** START **

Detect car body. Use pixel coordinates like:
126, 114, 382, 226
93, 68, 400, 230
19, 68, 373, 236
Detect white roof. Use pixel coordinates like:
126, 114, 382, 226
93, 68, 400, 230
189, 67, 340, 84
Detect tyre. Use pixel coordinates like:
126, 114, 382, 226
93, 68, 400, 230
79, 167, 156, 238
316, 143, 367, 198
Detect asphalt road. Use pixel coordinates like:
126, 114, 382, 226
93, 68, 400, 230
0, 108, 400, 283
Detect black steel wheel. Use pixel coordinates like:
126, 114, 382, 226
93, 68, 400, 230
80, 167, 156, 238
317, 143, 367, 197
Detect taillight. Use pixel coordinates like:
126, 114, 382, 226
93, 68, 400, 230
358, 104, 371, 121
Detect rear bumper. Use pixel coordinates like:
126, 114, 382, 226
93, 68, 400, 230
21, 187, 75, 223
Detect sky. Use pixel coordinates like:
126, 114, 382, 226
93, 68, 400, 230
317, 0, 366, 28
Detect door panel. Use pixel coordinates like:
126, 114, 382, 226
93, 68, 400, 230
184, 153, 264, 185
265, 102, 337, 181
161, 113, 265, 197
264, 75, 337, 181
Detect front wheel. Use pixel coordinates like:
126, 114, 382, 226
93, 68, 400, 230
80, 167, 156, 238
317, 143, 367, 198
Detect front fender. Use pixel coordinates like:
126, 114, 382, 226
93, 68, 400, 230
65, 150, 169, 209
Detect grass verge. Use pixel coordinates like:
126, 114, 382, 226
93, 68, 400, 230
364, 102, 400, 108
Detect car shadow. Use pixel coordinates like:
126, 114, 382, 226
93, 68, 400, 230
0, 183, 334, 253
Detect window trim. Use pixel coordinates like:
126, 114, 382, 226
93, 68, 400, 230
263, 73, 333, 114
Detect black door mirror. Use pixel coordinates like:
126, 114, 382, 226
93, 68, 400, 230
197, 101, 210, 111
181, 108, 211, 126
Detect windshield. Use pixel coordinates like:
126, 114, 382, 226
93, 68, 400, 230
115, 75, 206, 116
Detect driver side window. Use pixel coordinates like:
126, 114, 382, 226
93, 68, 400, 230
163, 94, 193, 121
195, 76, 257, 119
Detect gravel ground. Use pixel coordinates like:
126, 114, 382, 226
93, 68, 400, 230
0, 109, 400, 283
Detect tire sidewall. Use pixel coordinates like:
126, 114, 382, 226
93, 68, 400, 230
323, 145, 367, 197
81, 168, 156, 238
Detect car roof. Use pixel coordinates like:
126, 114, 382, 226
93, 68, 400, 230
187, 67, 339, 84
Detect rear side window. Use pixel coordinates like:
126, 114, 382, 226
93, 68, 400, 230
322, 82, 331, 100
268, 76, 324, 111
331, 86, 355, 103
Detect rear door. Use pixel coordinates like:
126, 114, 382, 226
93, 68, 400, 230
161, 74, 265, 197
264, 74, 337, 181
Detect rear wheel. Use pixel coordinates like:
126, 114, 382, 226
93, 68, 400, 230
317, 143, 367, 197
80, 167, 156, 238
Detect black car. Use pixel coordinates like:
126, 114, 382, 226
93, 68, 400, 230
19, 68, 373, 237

** END **
** START **

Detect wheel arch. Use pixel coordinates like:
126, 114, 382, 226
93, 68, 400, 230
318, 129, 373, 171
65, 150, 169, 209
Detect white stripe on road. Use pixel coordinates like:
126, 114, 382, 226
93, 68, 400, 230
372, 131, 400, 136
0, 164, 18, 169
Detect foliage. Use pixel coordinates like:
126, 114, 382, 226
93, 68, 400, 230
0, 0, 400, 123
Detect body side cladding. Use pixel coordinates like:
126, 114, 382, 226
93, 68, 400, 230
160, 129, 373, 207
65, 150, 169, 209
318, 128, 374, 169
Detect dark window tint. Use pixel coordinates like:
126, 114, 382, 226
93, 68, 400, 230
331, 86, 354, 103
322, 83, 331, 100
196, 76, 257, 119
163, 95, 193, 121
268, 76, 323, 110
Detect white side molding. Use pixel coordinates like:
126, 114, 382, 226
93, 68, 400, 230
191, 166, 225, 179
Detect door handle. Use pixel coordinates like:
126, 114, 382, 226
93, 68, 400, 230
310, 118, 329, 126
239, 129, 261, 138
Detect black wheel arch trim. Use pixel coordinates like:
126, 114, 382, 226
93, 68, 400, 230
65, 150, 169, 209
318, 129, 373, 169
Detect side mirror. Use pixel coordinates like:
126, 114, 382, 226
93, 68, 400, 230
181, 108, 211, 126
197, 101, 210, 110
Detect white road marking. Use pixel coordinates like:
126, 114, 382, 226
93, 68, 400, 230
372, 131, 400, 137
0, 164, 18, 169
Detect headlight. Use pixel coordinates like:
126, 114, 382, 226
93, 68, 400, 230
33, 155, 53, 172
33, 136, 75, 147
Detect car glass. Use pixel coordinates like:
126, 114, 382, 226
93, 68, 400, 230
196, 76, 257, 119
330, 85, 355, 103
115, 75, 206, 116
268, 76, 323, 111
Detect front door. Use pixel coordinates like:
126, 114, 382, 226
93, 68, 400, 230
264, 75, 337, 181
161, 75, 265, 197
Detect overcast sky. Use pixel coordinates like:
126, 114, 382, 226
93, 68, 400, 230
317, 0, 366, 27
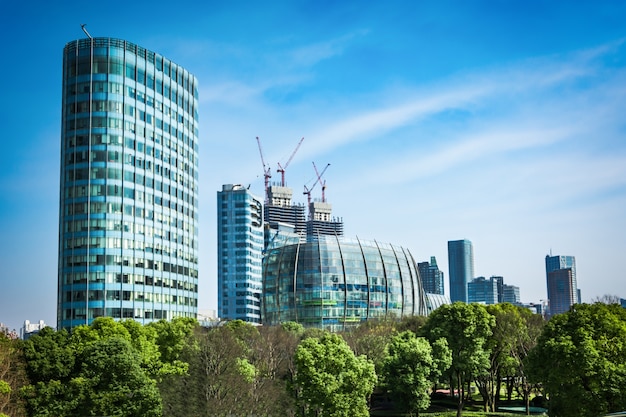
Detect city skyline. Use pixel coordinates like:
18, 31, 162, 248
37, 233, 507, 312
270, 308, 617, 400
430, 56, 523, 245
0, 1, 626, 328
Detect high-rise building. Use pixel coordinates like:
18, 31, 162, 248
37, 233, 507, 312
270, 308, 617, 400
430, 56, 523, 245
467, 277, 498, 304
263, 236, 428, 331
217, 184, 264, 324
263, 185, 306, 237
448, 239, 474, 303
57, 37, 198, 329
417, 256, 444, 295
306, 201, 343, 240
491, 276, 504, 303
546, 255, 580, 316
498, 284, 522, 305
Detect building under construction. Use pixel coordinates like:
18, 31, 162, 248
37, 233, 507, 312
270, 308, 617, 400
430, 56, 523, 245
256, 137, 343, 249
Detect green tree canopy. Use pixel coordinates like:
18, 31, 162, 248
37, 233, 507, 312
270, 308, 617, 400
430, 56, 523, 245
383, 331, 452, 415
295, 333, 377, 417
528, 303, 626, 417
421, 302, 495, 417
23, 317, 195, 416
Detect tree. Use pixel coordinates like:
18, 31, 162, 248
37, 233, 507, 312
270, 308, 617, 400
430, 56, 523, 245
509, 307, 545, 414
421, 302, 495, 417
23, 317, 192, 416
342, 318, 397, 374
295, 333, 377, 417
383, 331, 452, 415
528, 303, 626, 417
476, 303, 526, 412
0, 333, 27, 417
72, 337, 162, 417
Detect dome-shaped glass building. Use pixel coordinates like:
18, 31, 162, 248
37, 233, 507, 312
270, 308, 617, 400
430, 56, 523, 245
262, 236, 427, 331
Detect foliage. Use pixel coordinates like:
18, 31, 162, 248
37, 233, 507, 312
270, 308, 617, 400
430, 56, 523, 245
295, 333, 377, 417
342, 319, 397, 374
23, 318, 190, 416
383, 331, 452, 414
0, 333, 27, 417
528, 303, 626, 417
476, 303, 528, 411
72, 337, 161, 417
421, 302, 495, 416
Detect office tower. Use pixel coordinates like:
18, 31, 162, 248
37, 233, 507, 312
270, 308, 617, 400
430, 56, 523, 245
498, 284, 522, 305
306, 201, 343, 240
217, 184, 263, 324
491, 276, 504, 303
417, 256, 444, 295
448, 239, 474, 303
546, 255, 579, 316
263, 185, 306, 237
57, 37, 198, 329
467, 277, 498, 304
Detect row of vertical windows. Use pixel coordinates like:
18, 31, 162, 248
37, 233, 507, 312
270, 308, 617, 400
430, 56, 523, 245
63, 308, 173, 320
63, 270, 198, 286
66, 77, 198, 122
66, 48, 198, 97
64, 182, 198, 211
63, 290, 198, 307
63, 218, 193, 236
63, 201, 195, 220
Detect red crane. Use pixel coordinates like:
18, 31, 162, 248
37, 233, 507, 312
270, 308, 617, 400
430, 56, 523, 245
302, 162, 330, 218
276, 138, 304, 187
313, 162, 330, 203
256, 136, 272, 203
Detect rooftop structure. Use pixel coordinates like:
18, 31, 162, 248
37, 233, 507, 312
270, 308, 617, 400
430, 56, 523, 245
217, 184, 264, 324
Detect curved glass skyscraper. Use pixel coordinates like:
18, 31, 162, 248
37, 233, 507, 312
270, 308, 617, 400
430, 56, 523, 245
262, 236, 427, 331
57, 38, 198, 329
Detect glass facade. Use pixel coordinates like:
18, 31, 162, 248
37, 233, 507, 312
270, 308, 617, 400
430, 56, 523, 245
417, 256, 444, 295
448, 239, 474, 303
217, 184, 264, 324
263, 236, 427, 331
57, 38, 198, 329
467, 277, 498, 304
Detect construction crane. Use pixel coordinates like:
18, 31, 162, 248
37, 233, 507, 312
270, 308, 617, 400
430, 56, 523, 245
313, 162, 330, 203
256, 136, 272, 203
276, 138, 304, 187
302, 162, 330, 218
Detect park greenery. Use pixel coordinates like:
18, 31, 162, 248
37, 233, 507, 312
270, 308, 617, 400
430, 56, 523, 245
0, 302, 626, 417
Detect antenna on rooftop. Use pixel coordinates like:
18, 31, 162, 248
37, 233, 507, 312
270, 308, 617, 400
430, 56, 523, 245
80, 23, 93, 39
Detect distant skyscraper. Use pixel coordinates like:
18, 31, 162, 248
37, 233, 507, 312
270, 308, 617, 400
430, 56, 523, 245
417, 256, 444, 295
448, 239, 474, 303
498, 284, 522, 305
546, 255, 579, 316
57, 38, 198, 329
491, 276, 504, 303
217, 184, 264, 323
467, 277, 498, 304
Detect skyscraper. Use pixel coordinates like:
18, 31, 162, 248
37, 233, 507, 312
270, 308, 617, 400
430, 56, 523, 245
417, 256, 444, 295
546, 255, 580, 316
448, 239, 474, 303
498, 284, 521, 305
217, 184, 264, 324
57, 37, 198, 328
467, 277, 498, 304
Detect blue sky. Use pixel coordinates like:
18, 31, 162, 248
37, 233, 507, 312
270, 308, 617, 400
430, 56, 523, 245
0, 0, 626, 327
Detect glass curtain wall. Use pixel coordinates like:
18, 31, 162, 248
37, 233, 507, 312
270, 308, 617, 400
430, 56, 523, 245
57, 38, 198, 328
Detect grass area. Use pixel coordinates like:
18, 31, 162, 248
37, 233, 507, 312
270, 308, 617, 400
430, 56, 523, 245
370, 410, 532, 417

** END **

Copy the stretch of lines from the one containing "Detect black car." through the one containing "19, 68, 373, 237", changing "black car" to "dark sedan" and keeping everything else the same.

Written solution –
Detect dark sedan. Use pixel coordinates like:
126, 114, 382, 226
93, 68, 400, 230
19, 68, 373, 237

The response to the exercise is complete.